--- ESTRATTO DEL DOCUMENTO ---
È bello ricordare (e ricordando si intenerisce il cuore) una casetta nei campi, dalla quale partivano tante stradine, una che portava al prato, l’altra alla fonte, e al vigneto, e al Castagneto, e alla pineta..,  e che al ritorno ti riportavano a quella casetta dove una donna, dolcissima creatura, cantando le innocenti canzoni d’allora, era tutta intenta nel preparare una leccornia per i suoi piccoli che non erano uno come adesso ma tanti, almeno quattro o cinque. E poi le campane della Pieve i cui rintocchi echeggiavano, ora festosi e ora tristi, raggiungendo le più alte cime e le valli più profonde per annunciare che se ne era andato Beppe, l’ottantenne maniscalco, ma che era anche venuto Gabriele, l’ultimo frutto d’amore di Beatrice e Giulio. La campana era come un gazzettino che informava sull’ora, sul tempo meteorologico, sulle funzioni religiose, sui raduni, sulle feste, sui matrimoni, sui battesimi, sulle nascite e purtroppo anche sulle morti.
Per ogni evento aveva un suono particolare e la gente lo capiva come il musicista capisce la nota del pianoforte. La gente... uomini e donne dai comportamenti tutti originali, personaggi irripetibili, che entravano nella vita di tutti e quando scomparivano lasciavano un fascio di rimpianti. Li rivedo uno ad uno: il vecchio Francesco, anticlericale a suo modo ma che non mancava mai alla Messa domenicale delle Otto. Aveva barba bianca e un bastone bianco, terrore di noi ragazzi, che si alzava minaccioso sulle nostre teste da lontano ma che quando era vicino passava alla mano sinistra lasciando alla destra il compito di accarezzare paternamente il nostro volto.
---
(CONSEGNA 1) Traduci in inglese questa frase del brano sulla casetta nei campi: "Per ogni evento aveva un suono particolare e la gente lo capiva come il musicista capisce la nota del pianoforte."
Il brano e le righe sono materiali distinti.
--- MATERIALI DELL'ESERCIZIO ---
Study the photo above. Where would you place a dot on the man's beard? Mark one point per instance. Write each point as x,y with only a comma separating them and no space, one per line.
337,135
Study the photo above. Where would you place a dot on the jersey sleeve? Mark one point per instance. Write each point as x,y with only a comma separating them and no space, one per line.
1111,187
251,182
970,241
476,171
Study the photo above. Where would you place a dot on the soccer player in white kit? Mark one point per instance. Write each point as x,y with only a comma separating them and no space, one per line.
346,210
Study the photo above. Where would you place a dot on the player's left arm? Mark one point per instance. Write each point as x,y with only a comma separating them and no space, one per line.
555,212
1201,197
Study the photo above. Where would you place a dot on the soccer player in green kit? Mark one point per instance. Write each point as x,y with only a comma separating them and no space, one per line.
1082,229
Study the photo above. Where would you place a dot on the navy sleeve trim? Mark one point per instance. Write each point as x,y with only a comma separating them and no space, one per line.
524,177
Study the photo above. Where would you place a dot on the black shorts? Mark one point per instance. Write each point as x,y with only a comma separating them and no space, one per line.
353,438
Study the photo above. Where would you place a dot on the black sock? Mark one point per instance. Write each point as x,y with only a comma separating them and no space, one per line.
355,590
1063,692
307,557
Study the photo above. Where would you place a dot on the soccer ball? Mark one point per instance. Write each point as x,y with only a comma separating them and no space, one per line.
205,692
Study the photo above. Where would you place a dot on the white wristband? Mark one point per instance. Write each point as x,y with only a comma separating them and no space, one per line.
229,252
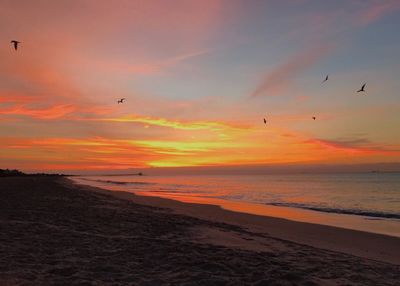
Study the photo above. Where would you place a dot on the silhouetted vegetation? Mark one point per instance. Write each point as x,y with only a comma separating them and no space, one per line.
16,173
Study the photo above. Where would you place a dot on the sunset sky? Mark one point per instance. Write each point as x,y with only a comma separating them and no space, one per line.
198,78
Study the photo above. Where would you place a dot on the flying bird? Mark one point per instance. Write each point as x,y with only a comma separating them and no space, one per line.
15,43
362,88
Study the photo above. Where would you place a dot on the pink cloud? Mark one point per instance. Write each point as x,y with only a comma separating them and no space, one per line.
281,77
376,11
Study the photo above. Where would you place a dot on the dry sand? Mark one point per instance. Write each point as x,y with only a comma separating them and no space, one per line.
55,233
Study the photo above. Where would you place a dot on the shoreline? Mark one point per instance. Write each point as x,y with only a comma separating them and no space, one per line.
379,247
55,232
379,225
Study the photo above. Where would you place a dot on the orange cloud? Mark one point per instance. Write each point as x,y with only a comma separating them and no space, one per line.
175,124
53,112
154,67
279,79
354,146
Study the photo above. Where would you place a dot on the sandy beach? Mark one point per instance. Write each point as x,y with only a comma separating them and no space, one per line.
56,233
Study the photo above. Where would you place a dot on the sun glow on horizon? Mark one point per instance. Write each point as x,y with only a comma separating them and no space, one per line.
198,80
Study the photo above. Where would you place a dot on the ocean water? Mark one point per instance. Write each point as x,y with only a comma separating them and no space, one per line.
369,201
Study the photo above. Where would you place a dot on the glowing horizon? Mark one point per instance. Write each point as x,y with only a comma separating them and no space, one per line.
198,78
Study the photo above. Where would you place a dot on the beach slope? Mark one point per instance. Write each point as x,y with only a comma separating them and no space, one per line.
53,232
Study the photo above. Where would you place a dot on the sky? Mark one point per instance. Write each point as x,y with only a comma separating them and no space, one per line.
198,78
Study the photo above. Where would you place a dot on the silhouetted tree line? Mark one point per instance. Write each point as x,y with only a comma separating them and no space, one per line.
16,173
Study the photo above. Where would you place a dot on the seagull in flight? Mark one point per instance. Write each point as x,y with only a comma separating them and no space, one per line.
362,88
15,43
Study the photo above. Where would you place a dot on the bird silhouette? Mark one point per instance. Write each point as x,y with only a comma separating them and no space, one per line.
362,89
15,43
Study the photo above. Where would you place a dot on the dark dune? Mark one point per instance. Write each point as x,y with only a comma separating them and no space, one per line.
53,233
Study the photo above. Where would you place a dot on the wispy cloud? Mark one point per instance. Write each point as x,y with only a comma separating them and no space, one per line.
355,146
175,124
155,67
281,77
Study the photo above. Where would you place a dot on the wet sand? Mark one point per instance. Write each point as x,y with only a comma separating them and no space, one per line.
56,233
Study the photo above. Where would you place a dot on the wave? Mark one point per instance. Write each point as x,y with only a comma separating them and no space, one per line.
119,182
372,214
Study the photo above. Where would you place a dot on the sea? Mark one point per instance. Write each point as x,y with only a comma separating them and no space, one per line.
363,201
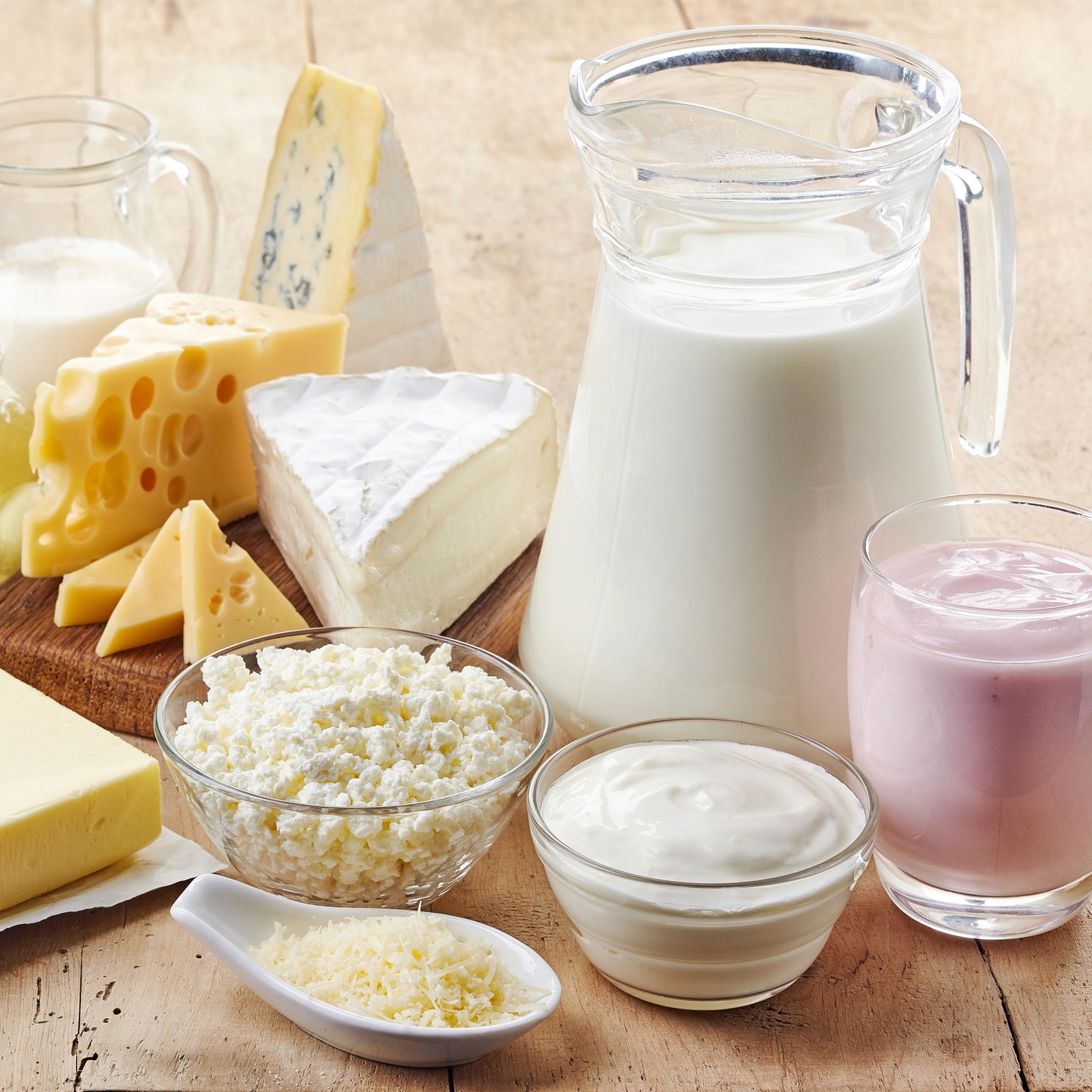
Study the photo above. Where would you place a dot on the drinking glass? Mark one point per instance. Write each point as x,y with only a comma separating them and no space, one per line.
971,711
---
(CONSEGNA 2) Conta le righe in cui compare la parola "soccer", distinguendo tra maiuscole e minuscole, e scrivi soltanto il numero.

(RISPOSTA FINALE 1) For every event it had a particular sound, and people understood it the way a musician understands a note on the piano.

(RISPOSTA FINALE 2) 3